___ CYTOWANY FRAGMENT
• Kino
  • Mapa
  • Ogłoszenia
  • Forum
  • Komunikacja
  • Raport

Internetowy "Masochista" o piwie, polskim filmie i szkolnych lekturach

Tomasz Zacharczuk
17 grudnia 2015 (artykuł sprzed 8 lat) 

Streszczenia lektur - "Lalka" (uwaga, film obfituje w przekleństwa):

Od trzech lat na Youtube bezlitośnie piętnuje słabości polskiego kina i w oryginalny sposób streszcza szkolne lektury. Mieciu "Masochista" Mietczyński znany jest z ostrych i wulgarnych wypowiedzi, ale i osobliwego poczucia humoru. W rozmowie z nami opowiada o tym, co denerwuje go w rodzimej kinematografii, jak żyje mu się na Pomorzu i co zrobiłby jako... minister edukacji.



Tomasz Zacharczuk: Prężnie działasz w sieci już od dłuższego czasu. Swój kanał na Youtube prowadzisz od kilku lat. W wielu wywiadach przyznałeś, że pomysł recenzowania filmów i lektur na wesoło powstał z nudów. Jak to odbierasz teraz? Bo chyba na nudę i brak zajęć narzekać nie możesz.

Mieciu Mietczyński: Na nudę na pewno nie mogę narzekać, aczkolwiek nie jestem jakoś super zapracowany, bo obraziłbym w tym momencie ludzi naprawdę mocno zapracowanych. No tak, wzięło się z nudy, a teraz jest to tak jakby moja praca. Przyjemna praca. Gdybym tego nie robił, to nie miałbym za co jeść.

Ile czasu zajmuje ci nagrywanie odcinków? Ile musisz poświęcić, żeby od pomysłu przejść do gotowego produktu?

To zależy od nagrań. Jeśli chodzi o moje filmowe recenzje, w "Masochiście" jeden odcinek powstaje około tygodnia. Streszczenie lektury trochę krócej - mniej więcej trzy dni.

Znany jesteś głównie z tego, że bezkompromisowo obnażasz słabość niektórych polskich filmów. Rzeczywiście oglądasz je od deski do deski, nawet gdy są przerażająco słabe?

Pewnie. Nawet po kilka razy, bo jak obejrzysz tylko raz, to nie da się wyłapać wszystkiego. Za pierwszym razem oglądam po to, by mieć całościowy podgląd. Drugi raz szukam jakichś smaczków. Czasem trzeba też poprawić jeszcze trzecim podejściem, aczkolwiek zdarzały się filmy, które widziałem tylko raz i już miałem dość, np. "Kac Wawa" czy "Ostra randka".
W każdym kraju powstają słabsze i lepsze filmy, takie, z których możemy się pośmiać i takie, które naprawdę można obejrzeć z pełną odpowiedzialnością. W Polsce jest podobnie. Mamy jednak taką narodową cechę szukania tego najgorszego, najsłabszego, czego oczywiście ja sam jestem potwierdzeniem.
______
___ ZEBRANE DANE
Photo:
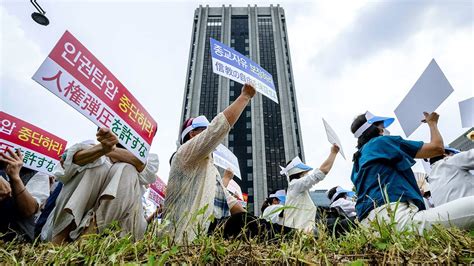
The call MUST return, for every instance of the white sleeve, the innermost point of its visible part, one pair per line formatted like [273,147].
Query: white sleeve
______
___ ZEBRANE DANE
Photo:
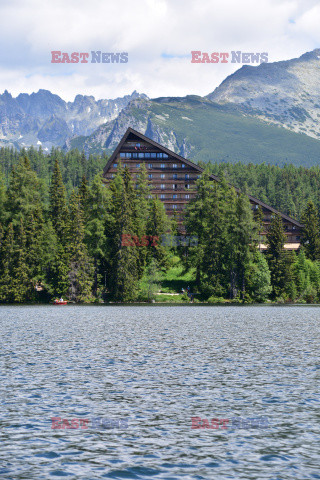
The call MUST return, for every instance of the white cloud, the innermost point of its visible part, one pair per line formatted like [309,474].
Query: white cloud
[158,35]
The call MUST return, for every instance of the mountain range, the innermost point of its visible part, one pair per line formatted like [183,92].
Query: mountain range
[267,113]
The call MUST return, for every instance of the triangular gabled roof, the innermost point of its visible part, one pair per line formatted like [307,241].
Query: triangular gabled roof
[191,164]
______
ZADANIA DO ZROBIENIA
a. Streść cytowany fragment w dwóch zdaniach.
b. Ile mniej więcej trwa przygotowanie streszczenia lektury według cytowanego fragmentu?
Zebrane dane to osobny materiał, niezależny od cytowanego fragmentu.

OCZEKIWANE WYNIKI
a. Mieciu „Masochista” Mietczyński od trzech lat na YouTube ostro i z osobliwym humorem wytyka słabości polskiego kina oraz streszcza szkolne lektury, a zajęcie, które wzięło się z nudy, jest teraz jego pracą. Jeden odcinek recenzji filmu powstaje około tygodnia, a streszczenie lektury mniej więcej trzy dni; filmy ogląda zwykle kilka razy, choć niektóre, jak „Kac Wawa” czy „Ostra randka”, obejrzał tylko raz.

b. Mniej więcej trzy dni.